### [TASK DESCRIPTION]
The answer should consist solely of the lines from the first one below through the line containing "Where can the sidewalk", copied exactly.

□ □ □ □ □

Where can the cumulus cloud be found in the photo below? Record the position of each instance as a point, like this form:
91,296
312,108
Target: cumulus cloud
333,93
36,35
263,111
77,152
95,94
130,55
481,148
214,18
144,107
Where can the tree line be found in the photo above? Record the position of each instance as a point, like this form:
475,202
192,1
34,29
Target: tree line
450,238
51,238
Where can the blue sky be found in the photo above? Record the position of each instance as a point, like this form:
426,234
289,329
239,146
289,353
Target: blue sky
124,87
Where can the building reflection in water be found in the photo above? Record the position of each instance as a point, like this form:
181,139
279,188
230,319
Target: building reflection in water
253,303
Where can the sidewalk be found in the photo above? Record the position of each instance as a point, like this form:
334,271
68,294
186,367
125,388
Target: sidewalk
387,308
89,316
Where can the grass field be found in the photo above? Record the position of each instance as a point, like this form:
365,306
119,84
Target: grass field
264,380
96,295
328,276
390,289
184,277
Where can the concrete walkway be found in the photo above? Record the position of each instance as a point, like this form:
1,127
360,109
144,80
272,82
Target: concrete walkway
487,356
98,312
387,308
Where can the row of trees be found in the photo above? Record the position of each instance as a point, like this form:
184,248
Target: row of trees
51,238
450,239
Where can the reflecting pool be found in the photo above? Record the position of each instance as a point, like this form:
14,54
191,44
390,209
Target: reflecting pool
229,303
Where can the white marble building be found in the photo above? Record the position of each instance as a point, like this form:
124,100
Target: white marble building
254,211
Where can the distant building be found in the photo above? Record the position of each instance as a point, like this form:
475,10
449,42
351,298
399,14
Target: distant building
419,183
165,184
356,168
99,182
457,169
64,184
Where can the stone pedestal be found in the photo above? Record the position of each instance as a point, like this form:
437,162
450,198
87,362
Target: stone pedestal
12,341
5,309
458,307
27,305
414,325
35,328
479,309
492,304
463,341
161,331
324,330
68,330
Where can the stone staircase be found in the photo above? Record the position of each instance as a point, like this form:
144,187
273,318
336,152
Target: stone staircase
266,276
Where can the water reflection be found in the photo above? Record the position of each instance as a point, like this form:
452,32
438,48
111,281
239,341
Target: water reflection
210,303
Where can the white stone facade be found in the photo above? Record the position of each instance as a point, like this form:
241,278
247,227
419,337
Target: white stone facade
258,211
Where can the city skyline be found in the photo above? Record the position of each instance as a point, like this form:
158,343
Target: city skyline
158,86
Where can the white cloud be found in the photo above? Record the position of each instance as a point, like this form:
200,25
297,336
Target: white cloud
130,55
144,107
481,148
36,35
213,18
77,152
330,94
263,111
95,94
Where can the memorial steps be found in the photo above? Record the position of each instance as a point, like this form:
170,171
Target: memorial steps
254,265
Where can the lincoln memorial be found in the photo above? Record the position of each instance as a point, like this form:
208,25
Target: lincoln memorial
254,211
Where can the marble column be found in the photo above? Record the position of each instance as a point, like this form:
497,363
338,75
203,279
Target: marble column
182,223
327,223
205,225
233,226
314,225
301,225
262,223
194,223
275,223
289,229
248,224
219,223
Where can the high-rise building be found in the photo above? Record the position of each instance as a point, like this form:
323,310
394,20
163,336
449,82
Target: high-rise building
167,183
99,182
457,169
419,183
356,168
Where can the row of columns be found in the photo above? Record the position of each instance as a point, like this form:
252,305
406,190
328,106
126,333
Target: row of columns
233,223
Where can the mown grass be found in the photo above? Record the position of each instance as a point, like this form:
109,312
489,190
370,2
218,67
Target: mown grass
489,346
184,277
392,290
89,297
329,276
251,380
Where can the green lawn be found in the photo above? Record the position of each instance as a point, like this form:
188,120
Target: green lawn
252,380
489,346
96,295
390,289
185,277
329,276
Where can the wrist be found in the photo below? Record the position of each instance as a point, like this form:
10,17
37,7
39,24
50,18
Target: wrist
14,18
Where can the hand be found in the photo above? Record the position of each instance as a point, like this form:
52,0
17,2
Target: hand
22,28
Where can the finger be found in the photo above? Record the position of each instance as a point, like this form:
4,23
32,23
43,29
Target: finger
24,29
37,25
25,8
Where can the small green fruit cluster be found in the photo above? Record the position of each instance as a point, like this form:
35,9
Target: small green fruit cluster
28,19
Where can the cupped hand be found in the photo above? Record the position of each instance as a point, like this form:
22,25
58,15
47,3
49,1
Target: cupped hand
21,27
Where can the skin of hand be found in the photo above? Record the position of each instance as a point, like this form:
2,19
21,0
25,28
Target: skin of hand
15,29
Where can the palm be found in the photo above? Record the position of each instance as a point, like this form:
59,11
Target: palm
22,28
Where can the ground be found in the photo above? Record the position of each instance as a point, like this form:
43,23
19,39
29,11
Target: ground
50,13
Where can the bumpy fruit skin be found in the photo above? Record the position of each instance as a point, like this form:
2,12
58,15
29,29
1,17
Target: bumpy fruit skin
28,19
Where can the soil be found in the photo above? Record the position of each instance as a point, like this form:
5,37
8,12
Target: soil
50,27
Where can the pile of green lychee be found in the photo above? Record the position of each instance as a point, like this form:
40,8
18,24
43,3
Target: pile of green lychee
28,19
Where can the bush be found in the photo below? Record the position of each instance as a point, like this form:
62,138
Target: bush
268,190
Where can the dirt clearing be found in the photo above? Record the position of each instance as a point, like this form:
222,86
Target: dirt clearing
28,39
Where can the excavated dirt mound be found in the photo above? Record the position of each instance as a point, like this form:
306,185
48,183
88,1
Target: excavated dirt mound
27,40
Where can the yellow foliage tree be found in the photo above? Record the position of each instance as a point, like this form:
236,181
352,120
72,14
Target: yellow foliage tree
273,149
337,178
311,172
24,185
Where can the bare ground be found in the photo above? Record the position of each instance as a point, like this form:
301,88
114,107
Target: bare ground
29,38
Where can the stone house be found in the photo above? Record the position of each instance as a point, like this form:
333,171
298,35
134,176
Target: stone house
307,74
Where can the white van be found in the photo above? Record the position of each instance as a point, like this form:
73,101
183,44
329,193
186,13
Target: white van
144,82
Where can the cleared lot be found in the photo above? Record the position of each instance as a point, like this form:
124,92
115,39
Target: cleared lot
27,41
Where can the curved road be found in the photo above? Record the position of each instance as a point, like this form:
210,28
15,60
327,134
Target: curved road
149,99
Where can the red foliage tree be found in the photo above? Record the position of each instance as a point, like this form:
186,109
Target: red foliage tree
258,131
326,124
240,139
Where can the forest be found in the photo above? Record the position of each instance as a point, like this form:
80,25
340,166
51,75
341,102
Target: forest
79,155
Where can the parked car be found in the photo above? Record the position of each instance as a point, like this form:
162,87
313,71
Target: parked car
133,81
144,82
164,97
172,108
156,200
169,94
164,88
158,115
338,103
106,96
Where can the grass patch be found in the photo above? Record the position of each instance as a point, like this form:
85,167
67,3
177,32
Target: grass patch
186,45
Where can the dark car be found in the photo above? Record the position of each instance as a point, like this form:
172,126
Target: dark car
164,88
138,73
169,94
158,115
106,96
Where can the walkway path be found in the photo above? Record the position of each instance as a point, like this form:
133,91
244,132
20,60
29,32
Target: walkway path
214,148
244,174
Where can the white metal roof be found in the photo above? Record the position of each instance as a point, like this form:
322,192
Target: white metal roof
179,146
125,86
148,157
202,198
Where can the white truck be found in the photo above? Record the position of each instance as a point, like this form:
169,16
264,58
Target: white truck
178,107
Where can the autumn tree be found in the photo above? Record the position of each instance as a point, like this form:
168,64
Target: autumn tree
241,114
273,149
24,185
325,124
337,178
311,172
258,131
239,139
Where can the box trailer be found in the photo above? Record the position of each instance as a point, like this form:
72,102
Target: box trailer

□ □ □ □ □

### [WRITTEN ANSWER]
Where can the cumulus cloud be found in the photo below? Record the position of each instance as a point, like this form:
91,296
312,108
Target: cumulus cloud
333,93
36,35
263,111
77,152
95,94
130,55
481,148
214,18
144,107
Where can the tree line be found in the photo above? Record the position of each instance as a point, like this form:
475,202
192,1
34,29
Target: tree line
450,238
51,238
Where can the blue sky be found in the photo above? Record the position of each instance as a point, like this form:
426,234
289,329
239,146
289,353
Target: blue sky
124,87
Where can the building reflection in water be found in the photo above? Record the position of each instance as a point, like this form:
181,139
279,188
230,319
Target: building reflection in water
253,303
Where can the sidewalk be found in the photo above? Record the position of each instance as a point, like this form:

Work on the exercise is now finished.